§ Task prompt
Could you reproduce each of the entries below line for line, with nothing altered?

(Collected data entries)
::::::
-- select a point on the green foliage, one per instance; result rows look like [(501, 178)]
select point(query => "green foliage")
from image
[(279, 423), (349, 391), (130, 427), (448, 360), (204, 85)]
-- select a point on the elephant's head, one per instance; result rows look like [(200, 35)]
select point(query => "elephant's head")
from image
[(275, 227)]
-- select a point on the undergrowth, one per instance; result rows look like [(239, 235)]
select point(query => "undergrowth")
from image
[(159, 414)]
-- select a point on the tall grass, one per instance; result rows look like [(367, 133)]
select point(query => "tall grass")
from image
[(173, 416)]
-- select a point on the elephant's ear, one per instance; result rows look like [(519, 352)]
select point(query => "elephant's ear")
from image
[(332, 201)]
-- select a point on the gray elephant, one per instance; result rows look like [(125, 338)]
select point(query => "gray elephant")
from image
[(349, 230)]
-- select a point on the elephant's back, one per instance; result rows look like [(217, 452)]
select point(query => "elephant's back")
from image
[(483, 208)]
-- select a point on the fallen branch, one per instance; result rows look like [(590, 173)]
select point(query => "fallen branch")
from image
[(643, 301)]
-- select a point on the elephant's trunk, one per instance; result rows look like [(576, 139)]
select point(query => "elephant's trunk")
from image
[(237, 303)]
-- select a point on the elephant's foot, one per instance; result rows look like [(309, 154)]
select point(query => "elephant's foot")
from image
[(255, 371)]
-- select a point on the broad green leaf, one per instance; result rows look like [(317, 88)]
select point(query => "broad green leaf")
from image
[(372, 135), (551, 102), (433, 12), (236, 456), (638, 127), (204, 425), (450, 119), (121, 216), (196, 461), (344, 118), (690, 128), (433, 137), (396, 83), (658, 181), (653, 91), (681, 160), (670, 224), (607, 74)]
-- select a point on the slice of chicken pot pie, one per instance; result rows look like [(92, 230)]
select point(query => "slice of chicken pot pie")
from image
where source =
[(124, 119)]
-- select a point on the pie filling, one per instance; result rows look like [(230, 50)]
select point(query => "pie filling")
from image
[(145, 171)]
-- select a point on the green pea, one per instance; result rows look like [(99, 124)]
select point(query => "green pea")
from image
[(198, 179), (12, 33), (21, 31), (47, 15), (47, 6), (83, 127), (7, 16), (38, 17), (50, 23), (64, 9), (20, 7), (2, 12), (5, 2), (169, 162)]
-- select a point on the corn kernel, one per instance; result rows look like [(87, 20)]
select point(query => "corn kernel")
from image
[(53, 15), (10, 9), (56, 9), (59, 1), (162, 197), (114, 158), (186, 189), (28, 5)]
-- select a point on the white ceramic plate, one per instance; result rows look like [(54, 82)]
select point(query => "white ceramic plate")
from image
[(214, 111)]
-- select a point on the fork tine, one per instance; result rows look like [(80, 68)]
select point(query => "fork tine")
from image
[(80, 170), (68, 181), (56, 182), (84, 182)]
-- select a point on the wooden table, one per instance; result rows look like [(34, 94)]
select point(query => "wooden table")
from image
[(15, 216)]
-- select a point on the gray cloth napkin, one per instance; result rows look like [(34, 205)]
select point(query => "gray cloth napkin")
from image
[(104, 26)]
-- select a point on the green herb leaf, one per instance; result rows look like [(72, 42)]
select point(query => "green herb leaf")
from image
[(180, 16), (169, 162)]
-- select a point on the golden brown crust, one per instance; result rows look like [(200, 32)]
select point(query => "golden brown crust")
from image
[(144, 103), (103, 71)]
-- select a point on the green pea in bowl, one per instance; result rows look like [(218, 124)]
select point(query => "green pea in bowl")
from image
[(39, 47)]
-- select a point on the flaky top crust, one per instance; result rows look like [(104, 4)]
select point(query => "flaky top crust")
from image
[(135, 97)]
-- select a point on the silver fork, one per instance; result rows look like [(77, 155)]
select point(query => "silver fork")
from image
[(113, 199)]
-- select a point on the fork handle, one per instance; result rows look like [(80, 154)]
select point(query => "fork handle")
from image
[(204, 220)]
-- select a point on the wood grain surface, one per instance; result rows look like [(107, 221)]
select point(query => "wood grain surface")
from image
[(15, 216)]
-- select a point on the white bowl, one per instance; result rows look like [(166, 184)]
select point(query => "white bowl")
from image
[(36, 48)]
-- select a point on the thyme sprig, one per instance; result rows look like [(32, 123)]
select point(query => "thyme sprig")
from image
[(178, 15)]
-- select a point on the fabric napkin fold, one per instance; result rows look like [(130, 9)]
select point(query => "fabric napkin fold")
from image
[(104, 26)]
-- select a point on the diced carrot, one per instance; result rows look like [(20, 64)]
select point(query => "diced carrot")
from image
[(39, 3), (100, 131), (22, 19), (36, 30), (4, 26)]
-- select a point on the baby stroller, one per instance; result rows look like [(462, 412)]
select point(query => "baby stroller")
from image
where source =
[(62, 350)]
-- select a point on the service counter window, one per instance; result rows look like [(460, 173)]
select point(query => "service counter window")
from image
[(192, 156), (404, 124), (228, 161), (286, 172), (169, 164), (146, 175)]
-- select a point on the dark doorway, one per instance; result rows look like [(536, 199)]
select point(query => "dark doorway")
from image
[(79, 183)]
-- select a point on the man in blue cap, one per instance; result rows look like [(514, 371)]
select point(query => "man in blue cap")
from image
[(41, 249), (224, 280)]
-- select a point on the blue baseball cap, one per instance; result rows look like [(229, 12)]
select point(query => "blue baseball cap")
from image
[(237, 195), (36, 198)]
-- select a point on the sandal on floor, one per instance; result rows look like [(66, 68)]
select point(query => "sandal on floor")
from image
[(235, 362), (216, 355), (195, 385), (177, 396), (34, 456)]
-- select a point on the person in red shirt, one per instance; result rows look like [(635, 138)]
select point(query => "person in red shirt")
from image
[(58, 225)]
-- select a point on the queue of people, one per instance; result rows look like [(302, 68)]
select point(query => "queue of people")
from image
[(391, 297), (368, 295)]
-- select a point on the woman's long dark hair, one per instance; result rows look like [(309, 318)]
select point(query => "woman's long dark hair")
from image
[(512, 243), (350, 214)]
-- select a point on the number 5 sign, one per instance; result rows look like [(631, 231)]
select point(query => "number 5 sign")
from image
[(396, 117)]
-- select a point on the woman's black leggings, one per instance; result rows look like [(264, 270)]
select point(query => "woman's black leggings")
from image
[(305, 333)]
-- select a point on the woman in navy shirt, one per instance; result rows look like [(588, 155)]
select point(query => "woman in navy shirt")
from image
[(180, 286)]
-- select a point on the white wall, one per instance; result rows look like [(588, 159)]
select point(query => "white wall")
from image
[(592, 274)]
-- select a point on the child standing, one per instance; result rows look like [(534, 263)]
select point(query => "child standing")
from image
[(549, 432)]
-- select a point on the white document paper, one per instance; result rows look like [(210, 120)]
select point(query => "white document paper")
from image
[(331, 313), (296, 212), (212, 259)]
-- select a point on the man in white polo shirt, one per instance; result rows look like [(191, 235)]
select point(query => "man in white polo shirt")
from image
::::::
§ The reply
-- select a point on the green foliage, one per instance; result rows look like [(501, 178)]
select point(query => "green foliage")
from image
[(279, 423), (349, 391), (130, 427), (448, 360), (204, 85)]
-- select a point on the elephant's head, one per instance; result rows look like [(200, 35)]
select point(query => "elephant's head")
from image
[(275, 227)]
-- select a point on the undergrowth, one per instance; result rows look like [(239, 235)]
select point(query => "undergrowth")
from image
[(159, 414)]
-- select a point on the tall grass, one per instance; result rows look like [(367, 133)]
select point(query => "tall grass")
from image
[(173, 416)]
-- select a point on the elephant's ear, one per instance; result rows look like [(519, 352)]
select point(query => "elephant's ear")
from image
[(332, 201)]
-- select a point on the gray elephant, one per instance; result rows look like [(125, 338)]
select point(query => "gray elephant")
from image
[(349, 230)]
-- select a point on the elephant's back, one per instance; result rows look like [(217, 452)]
select point(query => "elephant's back")
from image
[(483, 208)]
-- select a point on the fallen branch, one per instance; result rows look like [(590, 173)]
select point(query => "fallen branch")
from image
[(643, 301)]
-- select a point on the elephant's trunk, one per instance; result rows look like [(576, 139)]
select point(query => "elephant's trunk")
from image
[(237, 303)]
-- select a point on the elephant's foot, one per instance; result rows look like [(309, 154)]
select point(query => "elephant's foot")
from image
[(255, 371)]
-- select a point on the broad green leaf, one per instance; result rows look like [(317, 88)]
select point(query => "broad green leaf")
from image
[(372, 135), (551, 102), (433, 12), (236, 456), (638, 127), (204, 425), (450, 119), (121, 216), (196, 461), (344, 118), (690, 128), (433, 137), (396, 83), (658, 181), (653, 91), (681, 160), (670, 224), (607, 74)]
-- select a point on the slice of chicken pot pie, one per instance; result rows look like [(92, 230)]
select point(query => "slice of chicken pot pie")
from image
where source =
[(124, 119)]
-- select a point on the pie filling, one per instance; result rows look like [(230, 50)]
select point(query => "pie filling")
from image
[(145, 171)]
-- select a point on the green pea, one per instance; result rows look like [(99, 124)]
select point(query => "green pea")
from image
[(198, 179), (12, 33), (21, 31), (47, 15), (47, 6), (83, 127), (7, 16), (38, 17), (50, 23), (64, 9), (20, 7), (2, 12), (5, 2), (169, 162)]
-- select a point on the corn kernel, one per instance; result rows look like [(87, 20)]
select point(query => "corn kernel")
from image
[(53, 15), (10, 9), (56, 9), (59, 1), (162, 197), (114, 158), (186, 189), (28, 5)]
-- select a point on the white ceramic plate, one per instance; result rows look like [(54, 82)]
select point(query => "white ceramic plate")
from image
[(214, 111)]
-- select a point on the fork tine, one per instance; result rows look like [(80, 68)]
select point(query => "fork tine")
from image
[(80, 170), (68, 181), (56, 182), (84, 182)]
-- select a point on the wooden table, one per instance; result rows look like [(34, 94)]
select point(query => "wooden table")
from image
[(15, 216)]
-- select a point on the gray cloth napkin, one per instance; result rows look like [(34, 205)]
select point(query => "gray cloth napkin")
from image
[(104, 26)]
-- select a point on the green herb leaf, one per instance; result rows look like [(72, 42)]
select point(query => "green herb leaf")
from image
[(180, 16), (169, 162)]
-- select a point on the golden brown crust, one per instance; result rows look like [(200, 32)]
select point(query => "golden brown crust")
from image
[(144, 103), (103, 71)]
-- select a point on the green pea in bowl, one per instance; result rows look like [(218, 124)]
select point(query => "green pea in bowl")
from image
[(39, 47)]
-- select a point on the flaky top crust, one per instance; result rows look like [(104, 4)]
select point(query => "flaky top crust")
from image
[(135, 97)]
-- select a point on the silver fork, one per instance; result rows look like [(77, 155)]
select point(query => "silver fork")
from image
[(113, 199)]
-- select a point on the fork handle, one per instance; result rows look like [(80, 154)]
select point(query => "fork handle")
from image
[(204, 220)]
-- select a point on the wood grain surface, one per instance; result rows look like [(107, 221)]
select point(query => "wood grain surface")
from image
[(15, 216)]
-- select a point on the white bowl, one per instance; result rows look like [(166, 184)]
select point(query => "white bowl")
from image
[(36, 48)]
-- select a point on the thyme sprig, one per instance; result rows look like [(32, 123)]
select point(query => "thyme sprig")
from image
[(178, 15)]
-- select a point on the fabric napkin fold, one per instance; result rows look like [(130, 9)]
select point(query => "fabric napkin fold")
from image
[(104, 26)]
-- select a point on the diced carrot, one per instance; result rows look like [(20, 64)]
select point(query => "diced carrot")
from image
[(39, 3), (100, 131), (22, 19), (36, 30), (4, 26)]
-- select a point on the baby stroller, one per instance; result rows look like [(462, 412)]
select point(query => "baby stroller")
from image
where source =
[(62, 350)]
-- select a point on the service counter window, one per instance; result rows look like [(460, 173)]
select point(query => "service counter window")
from image
[(192, 156), (404, 124), (228, 161), (286, 172), (169, 164), (146, 175)]
-- select a point on the dark doorway, one per instance; result rows look like [(536, 199)]
select point(query => "dark doorway")
from image
[(79, 183)]
-- select a point on the man in blue cap, one per instance; result rows look like [(514, 371)]
select point(query => "man in blue cap")
from image
[(41, 249), (224, 280)]
-- select a point on the blue baseball cap, one per instance; result rows look like [(229, 12)]
select point(query => "blue baseball cap")
from image
[(237, 195), (36, 198)]
-- select a point on the sandal on floor, one per instance; result rows look like [(66, 68)]
select point(query => "sandal on floor")
from image
[(235, 362), (216, 355), (195, 385), (177, 396), (34, 456)]
-- select a point on the person in red shirt, one per instance; result rows look like [(635, 138)]
select point(query => "person in red shirt")
from image
[(58, 225)]
-- select a point on the queue of people, one per instance; result rows look like [(302, 68)]
select point(query => "queue of people")
from image
[(391, 297), (368, 295)]
-- select a point on the woman's long dark hair, one per instance; result rows look like [(309, 318)]
select point(query => "woman's long dark hair")
from image
[(512, 243), (350, 214)]
-- select a point on the number 5 sign, one per instance; result rows look like [(631, 231)]
select point(query => "number 5 sign")
from image
[(396, 117)]
-- select a point on the woman's black leggings, one per instance; result rows look like [(264, 270)]
select point(query => "woman's black leggings")
from image
[(305, 333)]
-- select a point on the woman in navy shirt, one per instance; result rows look like [(588, 155)]
select point(query => "woman in navy shirt")
from image
[(180, 286)]
-- select a point on the white wall, one per instance; result rows look like [(588, 159)]
select point(query => "white wall")
from image
[(592, 274)]
-- select a point on the child standing, one per instance; result rows look like [(534, 263)]
select point(query => "child standing")
from image
[(549, 432)]
-- select a point on the white document paper, one per instance; result rows look like [(210, 120)]
select point(query => "white document paper")
from image
[(331, 313), (296, 212), (212, 259)]
-- select a point on the man in white polo shirt, one per instance; result rows look like [(191, 235)]
select point(query => "man in white polo shirt")
from image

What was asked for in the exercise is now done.